TASK REQUIREMENTS
In the records that follow, show each line where the word "gable" is present.

─── DATA FOR ANALYSIS

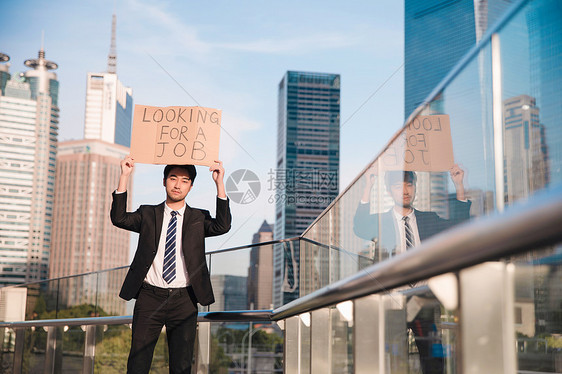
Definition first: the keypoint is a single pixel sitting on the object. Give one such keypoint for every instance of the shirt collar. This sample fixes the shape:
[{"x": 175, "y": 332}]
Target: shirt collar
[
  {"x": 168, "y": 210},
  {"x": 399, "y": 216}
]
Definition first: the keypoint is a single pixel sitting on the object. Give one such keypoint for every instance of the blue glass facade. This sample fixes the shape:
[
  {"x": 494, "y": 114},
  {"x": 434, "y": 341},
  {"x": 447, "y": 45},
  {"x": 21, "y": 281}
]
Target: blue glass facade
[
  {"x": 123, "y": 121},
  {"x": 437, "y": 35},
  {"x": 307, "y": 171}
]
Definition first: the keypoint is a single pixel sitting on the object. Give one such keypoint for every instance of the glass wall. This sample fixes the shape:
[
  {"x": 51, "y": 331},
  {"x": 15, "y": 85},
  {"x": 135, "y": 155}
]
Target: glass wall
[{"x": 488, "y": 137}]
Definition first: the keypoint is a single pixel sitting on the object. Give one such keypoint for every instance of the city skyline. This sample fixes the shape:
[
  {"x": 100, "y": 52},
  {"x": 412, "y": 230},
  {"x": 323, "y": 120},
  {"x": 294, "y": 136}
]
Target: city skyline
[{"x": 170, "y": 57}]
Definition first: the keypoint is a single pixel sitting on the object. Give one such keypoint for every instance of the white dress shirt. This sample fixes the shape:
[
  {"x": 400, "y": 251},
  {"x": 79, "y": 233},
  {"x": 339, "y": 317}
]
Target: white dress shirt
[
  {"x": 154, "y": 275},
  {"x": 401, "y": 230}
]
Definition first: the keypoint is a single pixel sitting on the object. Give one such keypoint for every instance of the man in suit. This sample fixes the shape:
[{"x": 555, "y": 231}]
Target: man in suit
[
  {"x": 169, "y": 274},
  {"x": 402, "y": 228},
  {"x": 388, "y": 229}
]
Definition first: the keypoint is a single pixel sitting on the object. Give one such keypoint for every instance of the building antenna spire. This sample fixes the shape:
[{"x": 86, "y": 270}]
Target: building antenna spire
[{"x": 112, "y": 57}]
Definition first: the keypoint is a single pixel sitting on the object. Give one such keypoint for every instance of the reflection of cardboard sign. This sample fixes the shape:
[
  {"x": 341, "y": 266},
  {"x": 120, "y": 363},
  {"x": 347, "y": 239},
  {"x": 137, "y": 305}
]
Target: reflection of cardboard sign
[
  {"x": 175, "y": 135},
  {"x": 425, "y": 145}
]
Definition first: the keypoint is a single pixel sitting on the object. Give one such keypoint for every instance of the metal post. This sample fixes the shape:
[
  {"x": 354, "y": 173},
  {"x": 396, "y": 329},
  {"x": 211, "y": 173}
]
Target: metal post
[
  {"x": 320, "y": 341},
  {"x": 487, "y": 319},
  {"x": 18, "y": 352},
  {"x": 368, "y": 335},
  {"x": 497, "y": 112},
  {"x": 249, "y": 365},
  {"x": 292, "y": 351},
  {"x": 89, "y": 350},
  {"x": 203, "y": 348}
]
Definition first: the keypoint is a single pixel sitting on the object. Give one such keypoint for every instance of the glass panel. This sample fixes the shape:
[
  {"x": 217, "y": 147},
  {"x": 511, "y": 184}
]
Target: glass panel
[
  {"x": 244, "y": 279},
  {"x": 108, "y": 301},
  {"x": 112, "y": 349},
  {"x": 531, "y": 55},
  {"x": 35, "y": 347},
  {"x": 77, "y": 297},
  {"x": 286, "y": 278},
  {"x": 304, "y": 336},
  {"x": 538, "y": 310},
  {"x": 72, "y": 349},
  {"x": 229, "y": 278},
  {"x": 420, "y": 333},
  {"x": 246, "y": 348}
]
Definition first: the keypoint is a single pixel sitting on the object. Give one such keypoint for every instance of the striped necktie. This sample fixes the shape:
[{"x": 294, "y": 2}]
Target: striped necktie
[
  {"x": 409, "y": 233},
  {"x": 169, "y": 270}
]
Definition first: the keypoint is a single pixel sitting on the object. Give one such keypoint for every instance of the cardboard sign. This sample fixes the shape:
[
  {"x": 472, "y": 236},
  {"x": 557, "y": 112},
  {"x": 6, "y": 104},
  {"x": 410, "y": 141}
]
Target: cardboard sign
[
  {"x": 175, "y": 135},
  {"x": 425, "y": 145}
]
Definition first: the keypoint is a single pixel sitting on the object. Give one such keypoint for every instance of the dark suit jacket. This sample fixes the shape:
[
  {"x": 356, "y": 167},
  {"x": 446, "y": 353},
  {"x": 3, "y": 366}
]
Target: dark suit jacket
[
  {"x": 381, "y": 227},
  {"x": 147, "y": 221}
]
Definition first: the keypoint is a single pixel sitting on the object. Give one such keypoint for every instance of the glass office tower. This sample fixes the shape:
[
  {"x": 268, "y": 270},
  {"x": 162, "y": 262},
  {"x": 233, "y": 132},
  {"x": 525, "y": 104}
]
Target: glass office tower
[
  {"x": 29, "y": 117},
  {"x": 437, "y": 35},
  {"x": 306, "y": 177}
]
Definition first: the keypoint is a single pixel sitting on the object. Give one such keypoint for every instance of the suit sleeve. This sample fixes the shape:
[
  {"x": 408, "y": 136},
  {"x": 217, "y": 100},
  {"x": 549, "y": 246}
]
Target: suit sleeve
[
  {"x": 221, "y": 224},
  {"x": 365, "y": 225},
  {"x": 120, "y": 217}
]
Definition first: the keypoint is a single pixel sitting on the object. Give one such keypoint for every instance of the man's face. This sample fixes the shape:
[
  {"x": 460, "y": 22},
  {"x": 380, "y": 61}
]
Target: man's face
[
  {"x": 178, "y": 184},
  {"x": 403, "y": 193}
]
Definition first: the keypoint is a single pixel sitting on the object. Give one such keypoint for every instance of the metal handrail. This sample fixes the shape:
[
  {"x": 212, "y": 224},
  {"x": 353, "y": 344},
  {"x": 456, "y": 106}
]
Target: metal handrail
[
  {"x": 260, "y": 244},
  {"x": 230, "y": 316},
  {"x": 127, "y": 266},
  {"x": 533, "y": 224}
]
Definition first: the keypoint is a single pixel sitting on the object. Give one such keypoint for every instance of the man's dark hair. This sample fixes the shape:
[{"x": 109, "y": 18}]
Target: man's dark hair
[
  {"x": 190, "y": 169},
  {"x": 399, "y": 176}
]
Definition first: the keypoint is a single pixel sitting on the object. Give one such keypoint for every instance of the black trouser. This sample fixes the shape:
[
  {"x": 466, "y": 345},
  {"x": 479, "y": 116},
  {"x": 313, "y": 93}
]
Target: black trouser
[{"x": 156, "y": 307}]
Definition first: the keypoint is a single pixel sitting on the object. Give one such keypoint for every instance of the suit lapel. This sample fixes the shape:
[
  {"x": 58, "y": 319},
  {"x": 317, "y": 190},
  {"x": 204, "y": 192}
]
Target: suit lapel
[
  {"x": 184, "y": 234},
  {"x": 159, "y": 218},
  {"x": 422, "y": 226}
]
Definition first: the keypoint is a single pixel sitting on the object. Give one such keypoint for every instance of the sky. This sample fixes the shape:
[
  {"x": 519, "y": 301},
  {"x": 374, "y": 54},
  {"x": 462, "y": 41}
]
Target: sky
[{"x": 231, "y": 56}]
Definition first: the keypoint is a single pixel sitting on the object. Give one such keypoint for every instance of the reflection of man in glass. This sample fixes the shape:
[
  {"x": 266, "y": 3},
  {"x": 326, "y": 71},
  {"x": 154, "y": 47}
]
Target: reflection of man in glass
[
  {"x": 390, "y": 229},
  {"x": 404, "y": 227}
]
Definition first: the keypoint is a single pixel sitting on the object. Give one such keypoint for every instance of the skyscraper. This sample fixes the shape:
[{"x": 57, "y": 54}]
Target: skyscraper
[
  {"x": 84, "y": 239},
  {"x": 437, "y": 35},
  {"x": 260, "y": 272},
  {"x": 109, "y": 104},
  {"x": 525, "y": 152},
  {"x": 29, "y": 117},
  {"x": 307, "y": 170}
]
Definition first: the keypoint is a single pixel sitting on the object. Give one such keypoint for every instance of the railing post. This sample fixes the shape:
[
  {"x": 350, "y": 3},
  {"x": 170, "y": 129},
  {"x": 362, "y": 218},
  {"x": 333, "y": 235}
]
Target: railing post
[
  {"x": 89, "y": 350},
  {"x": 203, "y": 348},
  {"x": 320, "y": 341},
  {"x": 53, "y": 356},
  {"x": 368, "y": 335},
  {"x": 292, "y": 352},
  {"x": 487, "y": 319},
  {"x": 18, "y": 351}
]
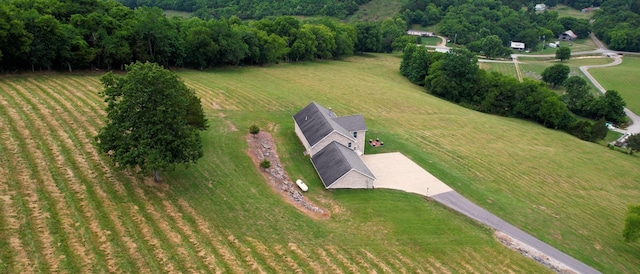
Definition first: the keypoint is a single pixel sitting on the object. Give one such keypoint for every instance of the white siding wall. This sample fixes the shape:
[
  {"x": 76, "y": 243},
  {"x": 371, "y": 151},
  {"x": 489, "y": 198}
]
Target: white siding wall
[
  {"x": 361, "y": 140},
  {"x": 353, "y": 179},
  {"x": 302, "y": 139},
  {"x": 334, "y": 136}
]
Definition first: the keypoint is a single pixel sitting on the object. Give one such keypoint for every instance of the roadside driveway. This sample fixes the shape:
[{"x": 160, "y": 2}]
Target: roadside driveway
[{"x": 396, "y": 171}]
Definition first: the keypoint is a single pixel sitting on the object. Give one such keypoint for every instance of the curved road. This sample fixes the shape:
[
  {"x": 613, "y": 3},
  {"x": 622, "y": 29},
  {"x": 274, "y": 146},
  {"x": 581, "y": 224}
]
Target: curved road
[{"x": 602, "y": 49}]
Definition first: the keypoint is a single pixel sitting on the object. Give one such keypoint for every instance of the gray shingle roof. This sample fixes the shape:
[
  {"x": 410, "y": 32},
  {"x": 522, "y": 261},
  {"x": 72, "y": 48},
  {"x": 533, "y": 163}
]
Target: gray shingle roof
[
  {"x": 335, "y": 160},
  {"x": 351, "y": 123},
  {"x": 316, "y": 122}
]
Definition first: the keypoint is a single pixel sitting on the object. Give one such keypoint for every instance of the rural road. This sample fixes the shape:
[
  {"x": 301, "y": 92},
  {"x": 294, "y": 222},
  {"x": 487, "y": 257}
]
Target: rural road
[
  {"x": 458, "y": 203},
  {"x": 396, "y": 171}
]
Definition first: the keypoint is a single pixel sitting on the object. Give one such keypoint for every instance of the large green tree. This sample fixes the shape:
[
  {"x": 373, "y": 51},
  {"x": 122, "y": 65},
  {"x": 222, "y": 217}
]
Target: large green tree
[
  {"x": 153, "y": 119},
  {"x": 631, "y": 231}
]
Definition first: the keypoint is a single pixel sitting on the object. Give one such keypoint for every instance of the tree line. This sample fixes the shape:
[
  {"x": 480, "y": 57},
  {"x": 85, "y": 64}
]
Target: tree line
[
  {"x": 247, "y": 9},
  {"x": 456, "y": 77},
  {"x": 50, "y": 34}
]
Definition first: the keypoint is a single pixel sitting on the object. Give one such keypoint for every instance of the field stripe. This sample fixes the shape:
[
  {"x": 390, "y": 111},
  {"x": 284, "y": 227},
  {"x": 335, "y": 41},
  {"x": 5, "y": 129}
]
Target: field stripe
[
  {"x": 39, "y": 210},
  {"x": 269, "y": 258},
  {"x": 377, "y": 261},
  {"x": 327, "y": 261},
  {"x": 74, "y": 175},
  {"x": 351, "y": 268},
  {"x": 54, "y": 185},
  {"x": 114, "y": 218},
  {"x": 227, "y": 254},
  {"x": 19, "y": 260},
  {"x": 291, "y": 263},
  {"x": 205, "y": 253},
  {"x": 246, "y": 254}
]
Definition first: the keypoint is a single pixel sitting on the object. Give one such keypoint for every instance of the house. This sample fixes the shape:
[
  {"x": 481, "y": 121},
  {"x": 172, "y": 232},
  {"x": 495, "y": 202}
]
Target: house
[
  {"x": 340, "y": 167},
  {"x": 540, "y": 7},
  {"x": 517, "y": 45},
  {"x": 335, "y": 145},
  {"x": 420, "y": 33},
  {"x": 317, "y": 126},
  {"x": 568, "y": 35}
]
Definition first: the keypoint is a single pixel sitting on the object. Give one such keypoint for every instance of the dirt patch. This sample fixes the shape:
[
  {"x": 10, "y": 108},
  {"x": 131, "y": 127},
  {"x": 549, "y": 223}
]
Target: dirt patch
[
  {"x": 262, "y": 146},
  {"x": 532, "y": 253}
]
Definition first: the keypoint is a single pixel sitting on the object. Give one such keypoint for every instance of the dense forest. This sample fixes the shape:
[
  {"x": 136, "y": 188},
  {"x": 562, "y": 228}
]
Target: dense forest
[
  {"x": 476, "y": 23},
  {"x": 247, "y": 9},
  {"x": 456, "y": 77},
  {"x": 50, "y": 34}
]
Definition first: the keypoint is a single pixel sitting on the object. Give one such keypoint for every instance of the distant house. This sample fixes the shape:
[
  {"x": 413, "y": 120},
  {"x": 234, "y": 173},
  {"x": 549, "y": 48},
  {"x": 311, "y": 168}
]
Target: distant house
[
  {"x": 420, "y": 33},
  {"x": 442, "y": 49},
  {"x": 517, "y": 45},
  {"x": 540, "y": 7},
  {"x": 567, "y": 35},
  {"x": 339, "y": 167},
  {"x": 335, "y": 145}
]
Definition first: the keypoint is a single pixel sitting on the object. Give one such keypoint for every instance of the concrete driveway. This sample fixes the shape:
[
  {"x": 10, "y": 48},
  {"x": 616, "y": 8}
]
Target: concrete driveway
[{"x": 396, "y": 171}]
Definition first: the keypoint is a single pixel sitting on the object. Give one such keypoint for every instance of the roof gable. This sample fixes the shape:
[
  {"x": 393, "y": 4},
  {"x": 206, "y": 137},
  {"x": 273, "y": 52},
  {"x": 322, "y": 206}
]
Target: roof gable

──────

ANSWER TO THE EXERCISE
Definition first: the keypoint is a single pixel sitting on the object. Give one such keypoint for every instance of the roof gable. This sample fixes the shape:
Target: roof gable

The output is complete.